WHAT YOU NEED TO DO:
1. Print a passage from the court opinion excerpt below verbatim. Begin at the words "II. THE COURT" and stop after "interests of E.H.".
2. In the court opinion excerpt below, whose report and recommendation did the second judge find too flawed to reliably address E.H.'s best interests?
3. List every reporter citation the court opinion excerpt below gives for Messenger v. Anderson.

TEXT EXTRACT:
- - - - -
II. THE COURT OF APPEALS MISAPPREHENDED THE APPLICATION OF THE LAW OF THE CASE DOCTRINE TO THE DISTRICT COURT'S REJECTION OF THE STIPULATION
¶ 29 The second judge justified his reversal of the original judge's order that implemented the stipulation on both legal and factual grounds. He read Utah's adoption statute to require that he decide the lawfulness of the mother's relinquishment of her parental rights before he could take up consideration of her son's best interests. This legal interpretation and the related legal ruling prohibiting the mother from participating in the adoption proceedings vitiated the first judge's order that would have permitted the mother to participate in all proceedings related to determining the best interests of E.H.
¶ 30 The second judge formally voided the stipulation on factual grounds. After the adoption hearing-a hearing from which the mother was barred-the second judge found that Dr. Wehl's report and recommendation was so flawed that it did not reliably speak to the issue of E.H.'s best interests.
¶ 31 Because the effect of these legal and factual rulings was to reverse a ruling of the first judge, the court of appeals reviewed them within the context of the law of the case doctrine. By analyzing the propriety of the second judge's rulings, primarily as a question of whether he properly exercised his discretion to overrule the order of the prior judge, the court of appeals applied an abuse of discretion standard. We believe that this was a mistake.
¶ 32 A challenge to a judge's reversal of a ruling made by a predecessor judge is inevitably composed of two issues. The first concerns whether the reversal so offends the prudential practice of refusing to reopen matters that have already been decided that it cannot be sustained. Messenger v. Anderson, 225 U.S. 436, 444, 32 S.Ct. 739, 56 L.Ed. 1152 (1912). This question is central to evaluating the application of the law of the case doctrine and, as the court of appeals correctly noted, is ordinarily reviewed under an abuse of discretion standard. The second component of an inquiry into a reversal of a prior order focuses on the nature of the matter decided. For example, if both the original ruling and the one that displaced it were based on applications of law each would be reviewed under a correctness standard. When a legal question is presented to an appellate court in law-of-the-case packaging, a potential dilemma can arise over which standard of review to apply.
- - - - -
SUPPLIED DATA:
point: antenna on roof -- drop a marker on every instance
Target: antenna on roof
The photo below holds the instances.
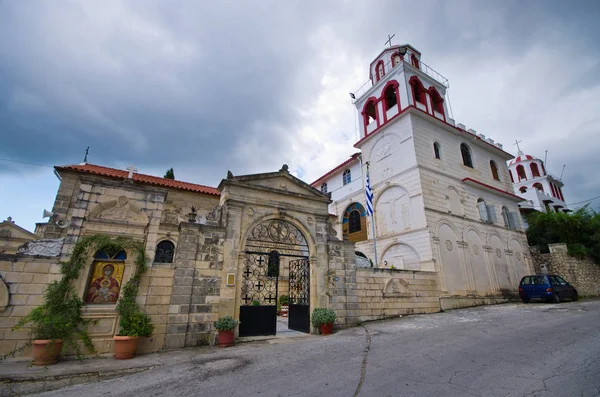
- - - - -
OUTPUTS BY TASK:
1.
II. THE COURT OF APPEALS MISAPPREHENDED THE APPLICATION OF THE LAW OF THE CASE DOCTRINE TO THE DISTRICT COURT'S REJECTION OF THE STIPULATION
¶ 29 The second judge justified his reversal of the original judge's order that implemented the stipulation on both legal and factual grounds. He read Utah's adoption statute to require that he decide the lawfulness of the mother's relinquishment of her parental rights before he could take up consideration of her son's best interests. This legal interpretation and the related legal ruling prohibiting the mother from participating in the adoption proceedings vitiated the first judge's order that would have permitted the mother to participate in all proceedings related to determining the best interests of E.H.

2. Dr. Wehl's.

3.
- 225 U.S. 436, 444
- 32 S.Ct. 739
- 56 L.Ed. 1152